- Trecho do texto:
────────────────
Mais tarde um pouco, no século I, Josefo, o historiador judeu, referiu-se
aos 22 livros das Escrituras hebraicas, "cinco pertencentes a Moisés [...] os
profetas [...] em treze livros. Os quatro livros restantes [aparentemente Jó,
Salmos, Provérbios e Eclesiastes] contêm hinos a Deus, e preceitos para a
conduta humana (Contra Ápion, I,8). Por volta do século v d.C, o Talmude
judaico (Baba Bathra) relacionou onze livros numa terceira divisão
chamada os Escritos (Kethubhim). A Bíblia hebraica relaciona-os da
mesma forma até hoje (v. cap. 1).
Várias conclusões muito importantes podem ser tiradas desses dados,
Primeira: os fatos não mostram que a atual classificação de escritos, que
contêm 11 dos 22 livros, é anterior ao século v d.C. Segunda: a referência
mais antiga, segundo a qual a classificação dos livros possui uma terceira
divisão, recua até Josefo, que apresenta quatro seções. Essa é uma forte
evidência contra a reivindicação dos críticos, segundo os quais Daniel,
Crônicas, Esdras e Neemias teriam sido livros posteriores, relacionados
entre os escritos que não haviam sido canonizados senão no século I d.C.
Terceira: do total de 22 livros, alguns dos quais teriam sido colocados na
seção dos escritos, só havia quatro no início, chegando a onze entre os
séculos I e V. Nenhum desses fatos dá apoio à concepção de que houvesse
um grupo de livros, dentre os quais Daniel, Crônicas, Esdras e Neemias,
não incluídos no cânon judaico até o século I d.C. É certo que houve uma
tendência no início para colocar os livros do Antigo Testamento numa
classificação tríplice (por razões que não se entendem totalmente), e o
número de livros nessa seção foi crescendo com o passar dos anos.
Todavia, o número e as diferentes disposições desses livros não tinham
nenhuma relação essencial com a divisão dupla, básica, nem com o
desenvolvimento do cânon do Antigo Testamento.
A canonização em duas partes. As referências mais antigas e
persistentes ao cânon do Antigo Testamento mostram que se tratava de uma
coletânea de livros proféticos com duas divisões, a lei de Moisés e os
profetas que surgiram depois dele. Vamos rastrear essas evidências na
história.
────────────────
- Segmento de dados:
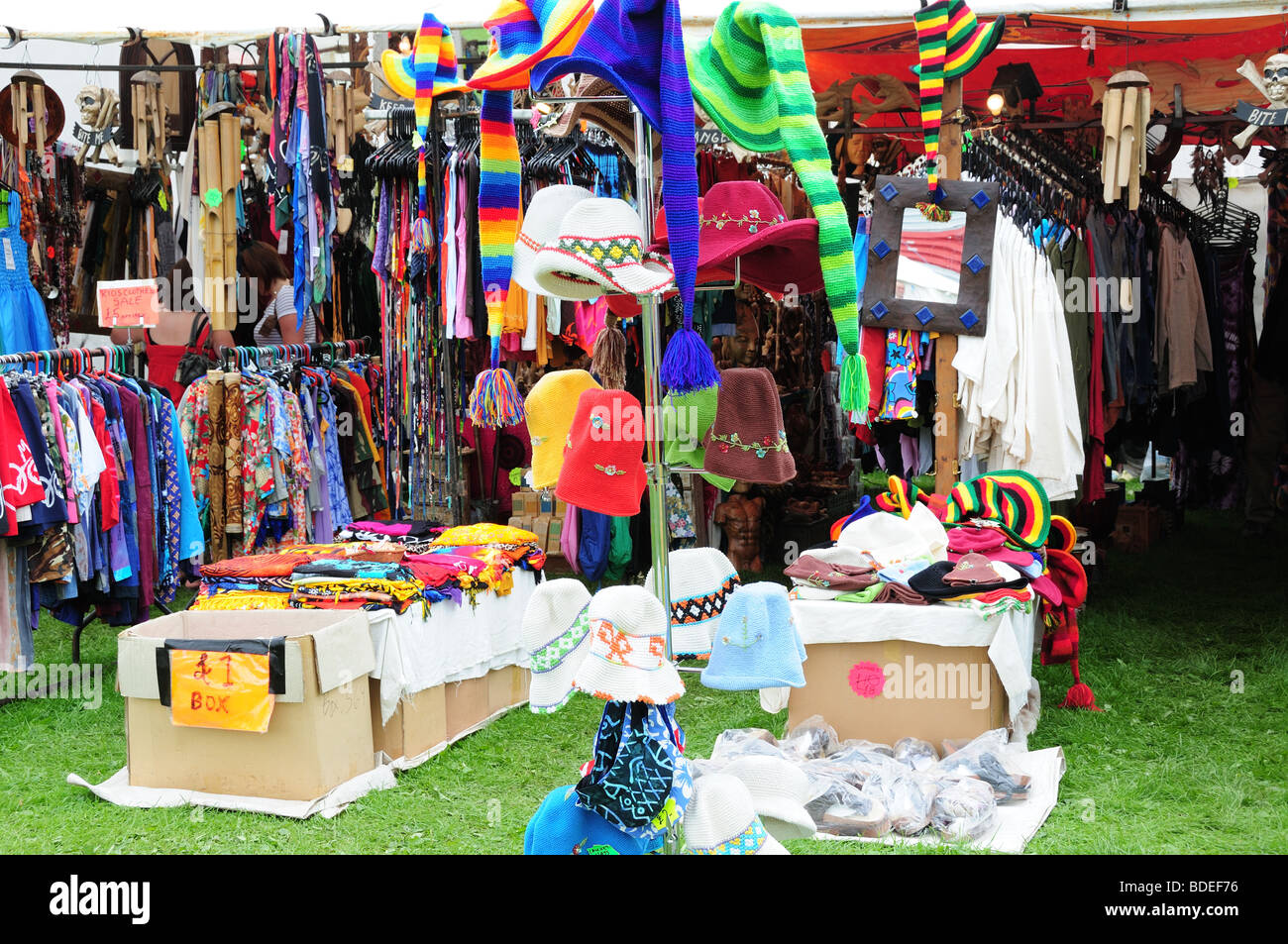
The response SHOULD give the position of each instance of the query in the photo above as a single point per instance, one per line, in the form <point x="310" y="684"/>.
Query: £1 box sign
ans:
────────────────
- Objetivo:
Cite, sem alterar nada, a parte do trecho sobre o cânon do Antigo Testamento que vai de "Mais tarde um" até "(v. cap. 1).".

- Solução:
Mais tarde um pouco, no século I, Josefo, o historiador judeu, referiu-se
aos 22 livros das Escrituras hebraicas, "cinco pertencentes a Moisés [...] os
profetas [...] em treze livros. Os quatro livros restantes [aparentemente Jó,
Salmos, Provérbios e Eclesiastes] contêm hinos a Deus, e preceitos para a
conduta humana (Contra Ápion, I,8). Por volta do século v d.C, o Talmude
judaico (Baba Bathra) relacionou onze livros numa terceira divisão
chamada os Escritos (Kethubhim). A Bíblia hebraica relaciona-os da
mesma forma até hoje (v. cap. 1).